— TASK GOAL —
Restate each record below word for word, skipping images.

— DATA TO PROCESS —
=== Section Start ===
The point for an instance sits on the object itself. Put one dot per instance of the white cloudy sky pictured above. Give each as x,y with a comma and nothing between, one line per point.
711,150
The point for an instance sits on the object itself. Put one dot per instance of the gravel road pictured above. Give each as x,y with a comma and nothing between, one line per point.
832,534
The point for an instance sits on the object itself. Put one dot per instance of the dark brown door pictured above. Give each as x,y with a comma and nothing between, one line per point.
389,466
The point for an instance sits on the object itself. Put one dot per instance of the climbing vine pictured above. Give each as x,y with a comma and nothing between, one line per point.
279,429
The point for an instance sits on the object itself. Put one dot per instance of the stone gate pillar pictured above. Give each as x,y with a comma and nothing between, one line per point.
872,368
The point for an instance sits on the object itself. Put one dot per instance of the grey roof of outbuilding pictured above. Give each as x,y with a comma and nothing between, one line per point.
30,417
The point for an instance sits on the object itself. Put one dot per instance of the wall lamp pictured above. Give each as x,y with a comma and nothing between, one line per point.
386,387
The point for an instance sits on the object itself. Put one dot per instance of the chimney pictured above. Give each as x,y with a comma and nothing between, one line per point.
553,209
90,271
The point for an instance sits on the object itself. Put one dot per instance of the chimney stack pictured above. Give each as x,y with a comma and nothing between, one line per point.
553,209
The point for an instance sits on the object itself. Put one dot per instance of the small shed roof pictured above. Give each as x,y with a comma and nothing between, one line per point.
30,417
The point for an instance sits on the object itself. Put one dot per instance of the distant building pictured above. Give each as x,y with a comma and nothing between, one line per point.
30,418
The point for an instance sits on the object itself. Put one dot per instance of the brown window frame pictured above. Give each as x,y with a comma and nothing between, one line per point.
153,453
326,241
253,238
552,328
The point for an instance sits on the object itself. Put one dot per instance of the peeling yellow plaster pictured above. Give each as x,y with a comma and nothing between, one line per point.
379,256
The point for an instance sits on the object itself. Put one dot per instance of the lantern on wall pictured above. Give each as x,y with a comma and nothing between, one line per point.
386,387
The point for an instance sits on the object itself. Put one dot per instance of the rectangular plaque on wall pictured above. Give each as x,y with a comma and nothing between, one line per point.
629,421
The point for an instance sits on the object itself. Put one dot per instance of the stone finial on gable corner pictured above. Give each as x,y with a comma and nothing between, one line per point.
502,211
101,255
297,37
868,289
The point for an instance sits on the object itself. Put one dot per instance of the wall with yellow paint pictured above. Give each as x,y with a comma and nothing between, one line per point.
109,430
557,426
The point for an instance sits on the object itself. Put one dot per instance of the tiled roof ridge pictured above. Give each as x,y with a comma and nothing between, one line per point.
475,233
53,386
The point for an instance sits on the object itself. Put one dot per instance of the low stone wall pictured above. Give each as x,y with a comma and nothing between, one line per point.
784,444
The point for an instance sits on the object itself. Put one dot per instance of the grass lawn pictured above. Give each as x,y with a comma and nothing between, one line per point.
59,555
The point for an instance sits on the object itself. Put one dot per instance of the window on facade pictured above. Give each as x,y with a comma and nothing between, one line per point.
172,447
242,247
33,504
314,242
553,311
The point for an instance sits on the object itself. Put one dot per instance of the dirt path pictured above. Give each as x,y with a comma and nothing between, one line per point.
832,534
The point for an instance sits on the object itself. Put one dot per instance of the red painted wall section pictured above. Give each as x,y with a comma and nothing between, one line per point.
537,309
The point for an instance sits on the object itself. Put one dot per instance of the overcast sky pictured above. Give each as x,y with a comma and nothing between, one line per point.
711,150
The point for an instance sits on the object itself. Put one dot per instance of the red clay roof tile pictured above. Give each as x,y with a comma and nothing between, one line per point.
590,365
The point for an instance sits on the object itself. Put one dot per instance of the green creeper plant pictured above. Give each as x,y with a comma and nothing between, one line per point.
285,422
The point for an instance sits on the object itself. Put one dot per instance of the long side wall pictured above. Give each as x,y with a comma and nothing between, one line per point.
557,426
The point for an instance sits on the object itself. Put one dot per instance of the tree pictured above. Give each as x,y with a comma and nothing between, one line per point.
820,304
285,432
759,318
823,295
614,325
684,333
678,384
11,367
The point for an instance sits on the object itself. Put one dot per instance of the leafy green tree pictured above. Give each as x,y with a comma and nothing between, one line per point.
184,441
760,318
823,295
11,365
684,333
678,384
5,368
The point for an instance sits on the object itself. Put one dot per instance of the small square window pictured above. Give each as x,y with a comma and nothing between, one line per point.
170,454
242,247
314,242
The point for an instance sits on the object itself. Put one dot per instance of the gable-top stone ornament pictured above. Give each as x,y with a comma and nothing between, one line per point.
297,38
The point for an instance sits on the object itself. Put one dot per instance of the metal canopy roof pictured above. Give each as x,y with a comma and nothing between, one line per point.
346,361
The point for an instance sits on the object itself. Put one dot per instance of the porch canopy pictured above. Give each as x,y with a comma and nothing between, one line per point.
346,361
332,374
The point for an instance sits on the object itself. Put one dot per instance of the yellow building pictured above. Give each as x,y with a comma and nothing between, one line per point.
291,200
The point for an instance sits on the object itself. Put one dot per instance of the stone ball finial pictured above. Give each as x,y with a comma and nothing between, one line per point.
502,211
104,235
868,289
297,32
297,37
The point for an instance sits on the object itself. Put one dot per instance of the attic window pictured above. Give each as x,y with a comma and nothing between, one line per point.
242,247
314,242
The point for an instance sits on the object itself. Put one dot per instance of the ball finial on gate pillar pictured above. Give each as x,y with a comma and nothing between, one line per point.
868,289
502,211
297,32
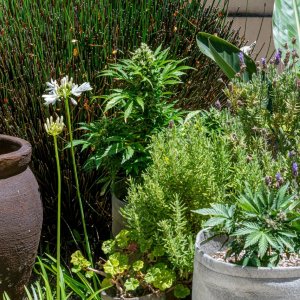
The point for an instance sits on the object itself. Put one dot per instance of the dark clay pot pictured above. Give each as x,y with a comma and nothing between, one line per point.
21,216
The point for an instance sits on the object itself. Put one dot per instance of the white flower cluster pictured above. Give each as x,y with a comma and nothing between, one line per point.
65,90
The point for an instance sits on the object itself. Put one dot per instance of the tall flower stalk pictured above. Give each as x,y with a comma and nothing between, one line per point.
66,91
54,129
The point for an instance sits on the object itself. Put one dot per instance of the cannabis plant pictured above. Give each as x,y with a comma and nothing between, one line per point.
136,109
130,271
260,227
79,39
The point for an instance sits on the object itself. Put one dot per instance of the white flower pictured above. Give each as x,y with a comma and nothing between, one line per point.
65,90
248,49
54,128
77,90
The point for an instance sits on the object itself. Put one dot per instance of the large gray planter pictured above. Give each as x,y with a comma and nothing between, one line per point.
217,280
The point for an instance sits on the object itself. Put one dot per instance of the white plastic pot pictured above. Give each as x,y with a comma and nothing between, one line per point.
217,280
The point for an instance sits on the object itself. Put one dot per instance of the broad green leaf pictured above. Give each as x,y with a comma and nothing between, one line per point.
=== Section End ===
— SOLUTION —
The point for an instance sits on the object itself. Put one dot per instance of the white cloudy sky pictured above. Give each as x,y with a comma and nothing between, one line per point.
711,150
The point for an instance sits on the object itself. Put one dot per instance of the gravel road pictured above. Give each as x,y with a comma and nothing between, one line per point.
832,534
The point for an instance sits on the object itself. Put one dot per instance of the dark brown door pictured above. Give each as x,y with a comma and nothing between, one line per point.
389,466
The point for an instance sits on the object itself. Put one dot per instance of the climbing vine pictured above. Give each as x,y with a comma and nothing between, one line per point.
279,429
The point for an instance sits on the object itself. Put one dot per instance of the stone gate pillar pictured above. Give each as x,y with a comma and nothing between, one line per point.
872,368
The point for an instance sits on the object itself. Put one dot per instance of the grey roof of outbuilding pictured above. Give each as x,y with a comma and nothing between, one line per point.
30,417
The point for an instance sits on the object itself. Put one dot per instance of the wall lamp pictured above. Give each as x,y with a comma and nothing between, one line per point.
386,387
The point for an instance sits on the object itself. Put one dot per instance of the chimney pictured above. Give each as x,y with a comma and nothing between, one line per point.
553,209
90,271
The point for an instance sits on the object itself. Put one dot per instance of the chimney stack pictured above. Give each as x,y with a comma and nothing between, one line per point.
553,209
The point for an instance sits on the object itself. Put one dot per instance of the small shed roof pictured above. Give each as x,y with a comma and nothing between, one line per point.
30,417
The point for an instance sits on the object itself. Put one dot per instance of the distant building pictured above. Give each as x,y with a comma and nothing between, one line per point.
30,418
The point for an instance sits on the object itself. Put one dot per instance of the brown window frame pictured above. Give each as x,y with a comma and nothing between, one line per point.
153,453
326,241
253,238
552,328
The point for an instance sits on the object itself. Put one dot per instance of the peeling yellow plaster pictured above. Give each as x,y with a comma and nothing between, one line per point.
379,256
The point for an instance sits on the object itself. Put one dot per instance of the lantern on wall pictured above. Give each as x,y with a comma and nothing between, one line per point.
386,387
The point for an instance sits on the object itself. Put one dot per instance of the rectangular plaque on wall pictured above. Give each as x,y with a comma and nothing between, one line per point.
629,421
The point for an instance sits on the object itself. Put one dot per instance of the stone finial on gable corner pictured above. Give each as x,y with a comma and nothing between, one line per point.
502,211
101,255
297,37
868,289
The point for an instance sits on the object itself. Put one dot per instance of the wall with yellow paint pictured above. Give each as x,y with a comma and nothing between, one line per point.
109,430
557,426
The point for an instance sits on the object itself. Put one dot per instance of the tiled roof ridge pictured above. Give each as x,y with a comma and nothing between, one line per point.
475,233
53,386
The point for an instance sits on the object itself. Put one dot per instance of the low stone wall pictured above. Give each as x,y with a comma and nothing between, one line per point.
784,444
The point for an instance sits on the object itself. Put one dot per instance of the grass lawn pictured above. Give each as x,y with a comma and nothing between, one line per point.
59,555
The point for an instance sits on the object itself. Put one dot per instance of the window on facade pictured above. Give each as x,y with a comma and nothing between, one line per point.
172,447
242,247
33,504
314,242
553,311
The point for an instance sits on the object itself. Put one dot per instance of the dirt path pictured above. Give each as x,y with a comma and nothing between, one line per point.
832,534
The point for an instance sits on the object itself. Put one dot per instance of the red painted wall section pictured above. Give each as x,y with a comma and nothing between, one line per point.
537,309
The point for an instance sits on the object itself. Put one dot per instance of the overcast sky pictured above. Give each as x,y with a comma and nothing between, one line per point.
711,150
The point for an instance sits on the object itself. Put one dot per instance of the red clay roof tile pictured above. Give each as x,y with a comma and nothing between, one line per point.
590,365
The point for an instance sits on the object itself. Put one dot per instance of the green creeper plant pictured above. Give each as x,y with a comma and nothing between, one line per point.
285,422
The point for an instance sits on the object itself. Put one dot per instance of the long side wall pictured above. Give each as x,y with a comma and nothing between, one line per point.
557,426
The point for an instance sits on the object itself. Put one dot per instance of the tree pictured above. Give each as x,y with a comma and nothing between, one line per point.
820,304
285,432
759,318
823,295
614,325
684,333
678,384
11,367
The point for an instance sits on the object itself. Put one dot per instance of the leafy green tree pictured above. Give each as x,y with a comma and nothing between, one line per point.
184,441
760,318
823,295
11,365
684,333
678,384
5,368
The point for an instance sits on the object itself. Put one dot per instance of the small square window pictured above. Give each as x,y with a comma and nothing between, one line per point.
170,454
242,247
314,242
The point for an instance sits on the object itself. Put one dot per instance of the gable-top stone ornament pictured above. Give each as x,y with a comma and nothing between, one line per point.
297,38
The point for an instance sits on the object itself. Put one dot per instance of the metal canopy roof pictured above. Give each as x,y with a comma and nothing between, one line per point.
346,361
The point for an instance sits on the object itself. Put one dot per instance of the porch canopy pictured above. Give each as x,y with a comma and nothing between, one line per point.
346,361
332,374
The point for an instance sits on the object itself. Put one dot per instance of the yellow building pictured above. Give each as x,y with a comma and nothing between, one line per point.
291,200
The point for an instance sits on the object itself. Put one dot per instance of the stone ball finial pictured above. Give each as x,y with a comma and nothing between, one line per point.
502,211
104,235
868,289
297,32
297,37
The point for an instance sits on the object itself. Put one dot per instance of the attic window pictured above. Give each as x,y with a comma and nothing between, one line per point.
242,247
314,242
The point for an instance sits on the object itself. Put one dot per instance of the ball finial on gate pillar pictured above. Give each as x,y with a comma and nothing between, one line per point.
868,289
502,211
297,32
The point for an instance sits on the object itself. Put one dot per instance of the dark clay pot pictured above. Give each as x,y with a comma and nothing between, one line per point.
21,216
The point for an instance sits on the object itself. Put one dot per instance of the white flower cluster pictured above. Give each as x,y with a comma and nothing between, one line per point.
65,90
The point for an instance sits on the object itself. Put one dot per instance of the tall flower stalk pictured above. Give each as x,y with a comma and nothing between, one line per point.
66,91
54,129
The point for an instance sits on the object itself. Put one dot per instance of the cannabis plant pictured above. Give each as x,y with a comma and nothing between, one line per point.
136,109
130,271
260,227
79,39
The point for an instance sits on the object itself. Put one dot per instance of the white flower pictured above. Give each as x,y with a comma and nothing between, one line per point.
65,90
248,49
54,128
77,90
The point for an instance sits on the object itself. Put one dot per instance of the large gray planter pictured above. Give each as x,y with a comma and nothing between, one line per point.
217,280
The point for an instance sits on the object itself. Put one dot per instance of the white plastic pot pictured above. Give each as x,y with a comma and nothing between, one line per point.
217,280
The point for an instance sits on the object itself. Put one dot per instance of the broad green leaf pictured above. Give each as x,y with a comma and nothing between, one line per point.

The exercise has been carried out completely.